> **Saved entries**
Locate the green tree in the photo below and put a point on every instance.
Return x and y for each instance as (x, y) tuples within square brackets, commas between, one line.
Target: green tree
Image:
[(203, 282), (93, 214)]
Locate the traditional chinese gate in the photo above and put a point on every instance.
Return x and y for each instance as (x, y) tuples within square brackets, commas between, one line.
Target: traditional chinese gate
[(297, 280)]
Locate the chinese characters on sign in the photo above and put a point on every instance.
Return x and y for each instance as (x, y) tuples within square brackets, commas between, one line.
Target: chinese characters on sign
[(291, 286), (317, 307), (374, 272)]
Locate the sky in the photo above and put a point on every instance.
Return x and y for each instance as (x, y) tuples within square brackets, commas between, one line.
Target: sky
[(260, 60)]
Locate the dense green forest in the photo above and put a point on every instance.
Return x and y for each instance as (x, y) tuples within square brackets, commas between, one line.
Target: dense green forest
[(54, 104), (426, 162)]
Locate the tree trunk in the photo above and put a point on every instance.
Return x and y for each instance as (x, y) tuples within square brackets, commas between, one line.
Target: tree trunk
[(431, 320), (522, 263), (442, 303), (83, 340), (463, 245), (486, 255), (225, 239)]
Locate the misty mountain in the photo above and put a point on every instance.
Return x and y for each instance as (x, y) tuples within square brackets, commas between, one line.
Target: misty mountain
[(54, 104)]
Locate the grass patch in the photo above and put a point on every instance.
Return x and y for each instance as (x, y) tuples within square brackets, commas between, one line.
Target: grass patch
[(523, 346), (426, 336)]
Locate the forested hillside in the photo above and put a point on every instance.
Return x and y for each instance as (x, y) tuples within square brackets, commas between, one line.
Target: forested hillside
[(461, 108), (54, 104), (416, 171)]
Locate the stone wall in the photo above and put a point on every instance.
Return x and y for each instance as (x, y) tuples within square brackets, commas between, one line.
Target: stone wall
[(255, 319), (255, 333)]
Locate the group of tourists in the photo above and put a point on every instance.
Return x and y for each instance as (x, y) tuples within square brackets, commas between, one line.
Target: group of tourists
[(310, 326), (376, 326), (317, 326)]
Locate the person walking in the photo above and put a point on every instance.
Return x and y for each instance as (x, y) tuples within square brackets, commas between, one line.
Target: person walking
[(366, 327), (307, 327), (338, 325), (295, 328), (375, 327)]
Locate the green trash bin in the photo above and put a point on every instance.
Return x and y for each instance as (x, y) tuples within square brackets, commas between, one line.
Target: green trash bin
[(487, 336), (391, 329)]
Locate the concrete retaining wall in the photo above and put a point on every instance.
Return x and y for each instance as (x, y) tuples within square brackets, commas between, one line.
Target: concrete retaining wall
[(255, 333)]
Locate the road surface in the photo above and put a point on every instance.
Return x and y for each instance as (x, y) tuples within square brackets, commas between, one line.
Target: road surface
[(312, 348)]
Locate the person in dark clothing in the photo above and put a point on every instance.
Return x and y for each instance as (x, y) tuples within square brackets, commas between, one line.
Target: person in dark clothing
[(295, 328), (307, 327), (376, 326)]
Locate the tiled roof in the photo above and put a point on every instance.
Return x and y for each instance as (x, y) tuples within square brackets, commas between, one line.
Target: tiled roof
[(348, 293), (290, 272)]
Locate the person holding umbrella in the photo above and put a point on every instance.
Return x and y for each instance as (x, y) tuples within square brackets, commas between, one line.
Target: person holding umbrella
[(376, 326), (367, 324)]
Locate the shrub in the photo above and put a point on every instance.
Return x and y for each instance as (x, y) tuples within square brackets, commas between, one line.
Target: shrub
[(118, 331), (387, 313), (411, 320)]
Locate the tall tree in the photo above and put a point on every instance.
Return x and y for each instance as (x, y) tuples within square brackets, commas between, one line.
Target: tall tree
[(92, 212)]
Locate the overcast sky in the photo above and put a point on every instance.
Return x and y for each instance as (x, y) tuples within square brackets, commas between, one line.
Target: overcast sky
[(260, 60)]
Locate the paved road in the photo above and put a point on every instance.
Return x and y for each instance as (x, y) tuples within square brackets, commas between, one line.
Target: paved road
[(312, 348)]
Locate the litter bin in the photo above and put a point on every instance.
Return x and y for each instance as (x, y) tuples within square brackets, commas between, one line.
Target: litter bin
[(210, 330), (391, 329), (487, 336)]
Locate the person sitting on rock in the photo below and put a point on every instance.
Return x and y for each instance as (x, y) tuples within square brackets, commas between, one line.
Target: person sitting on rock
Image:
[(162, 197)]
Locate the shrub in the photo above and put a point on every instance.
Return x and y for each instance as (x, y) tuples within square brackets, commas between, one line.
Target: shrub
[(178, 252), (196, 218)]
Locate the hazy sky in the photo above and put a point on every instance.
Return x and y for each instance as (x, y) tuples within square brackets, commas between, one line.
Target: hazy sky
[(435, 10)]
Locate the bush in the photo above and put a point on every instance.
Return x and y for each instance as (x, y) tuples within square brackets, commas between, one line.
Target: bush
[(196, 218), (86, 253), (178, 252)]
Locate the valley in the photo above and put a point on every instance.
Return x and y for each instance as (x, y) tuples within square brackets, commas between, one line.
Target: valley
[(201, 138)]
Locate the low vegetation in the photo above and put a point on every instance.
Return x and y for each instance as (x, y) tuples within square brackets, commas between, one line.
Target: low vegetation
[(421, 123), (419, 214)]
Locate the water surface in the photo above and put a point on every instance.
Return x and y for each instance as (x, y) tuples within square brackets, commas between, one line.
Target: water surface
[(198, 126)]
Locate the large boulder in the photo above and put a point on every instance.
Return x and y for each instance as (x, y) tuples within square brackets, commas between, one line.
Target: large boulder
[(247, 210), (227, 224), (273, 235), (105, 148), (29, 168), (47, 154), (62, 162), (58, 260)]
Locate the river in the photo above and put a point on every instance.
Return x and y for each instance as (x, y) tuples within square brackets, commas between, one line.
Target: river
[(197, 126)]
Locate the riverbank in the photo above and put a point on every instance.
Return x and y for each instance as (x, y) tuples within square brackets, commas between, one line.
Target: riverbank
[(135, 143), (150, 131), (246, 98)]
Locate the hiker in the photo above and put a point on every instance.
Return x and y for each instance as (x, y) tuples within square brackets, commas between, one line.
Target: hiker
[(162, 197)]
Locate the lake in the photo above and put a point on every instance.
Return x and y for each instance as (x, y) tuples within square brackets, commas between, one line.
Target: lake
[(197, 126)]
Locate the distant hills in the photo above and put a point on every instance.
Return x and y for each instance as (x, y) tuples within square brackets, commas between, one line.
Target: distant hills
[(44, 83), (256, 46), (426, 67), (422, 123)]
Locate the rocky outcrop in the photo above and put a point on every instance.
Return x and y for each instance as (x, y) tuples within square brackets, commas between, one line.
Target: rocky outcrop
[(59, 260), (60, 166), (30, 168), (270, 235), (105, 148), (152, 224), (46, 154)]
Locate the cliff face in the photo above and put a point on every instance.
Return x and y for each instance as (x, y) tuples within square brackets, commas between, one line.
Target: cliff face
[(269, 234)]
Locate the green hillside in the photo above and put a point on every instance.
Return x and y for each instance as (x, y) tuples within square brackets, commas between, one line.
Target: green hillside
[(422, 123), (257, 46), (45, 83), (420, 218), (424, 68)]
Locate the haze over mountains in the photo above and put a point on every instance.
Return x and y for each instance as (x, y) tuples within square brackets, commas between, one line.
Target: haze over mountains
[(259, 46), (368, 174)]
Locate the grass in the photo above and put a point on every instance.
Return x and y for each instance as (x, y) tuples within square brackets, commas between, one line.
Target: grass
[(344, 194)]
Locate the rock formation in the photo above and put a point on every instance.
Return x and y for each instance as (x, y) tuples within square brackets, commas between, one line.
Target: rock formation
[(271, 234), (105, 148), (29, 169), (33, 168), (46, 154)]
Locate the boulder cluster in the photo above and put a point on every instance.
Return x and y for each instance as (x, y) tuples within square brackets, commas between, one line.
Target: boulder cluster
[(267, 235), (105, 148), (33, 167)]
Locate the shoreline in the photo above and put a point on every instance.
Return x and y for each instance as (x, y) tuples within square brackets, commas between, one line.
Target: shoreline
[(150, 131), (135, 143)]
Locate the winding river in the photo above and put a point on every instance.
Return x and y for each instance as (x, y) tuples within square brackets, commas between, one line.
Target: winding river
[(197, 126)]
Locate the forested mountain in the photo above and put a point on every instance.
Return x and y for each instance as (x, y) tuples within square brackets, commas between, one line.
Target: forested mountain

> **Exercise instructions**
The lines needed are the ones from the first line of the entries through the line that contains "Locate the sky", given again without any change.

> **Answer to this task**
Locate the green tree in the photo below and put a point on every instance.
Return x and y for each instance as (x, y) tuples within square brackets, commas between, one line.
Target: green tree
Image:
[(203, 282), (93, 214)]
Locate the traditional chinese gate in the photo above and put a point on every instance.
Return x and y for each instance as (x, y) tuples within square brackets, commas between, one line.
Target: traditional chinese gate
[(297, 280)]
Locate the chinese characters on sign in the photo above and put a point on every instance.
Return x and y for each instance as (x, y) tuples within square brackets, commas between, one line.
Target: chinese characters on sign
[(291, 286), (317, 307), (374, 272)]
Locate the sky in the photo above and put a point on every instance.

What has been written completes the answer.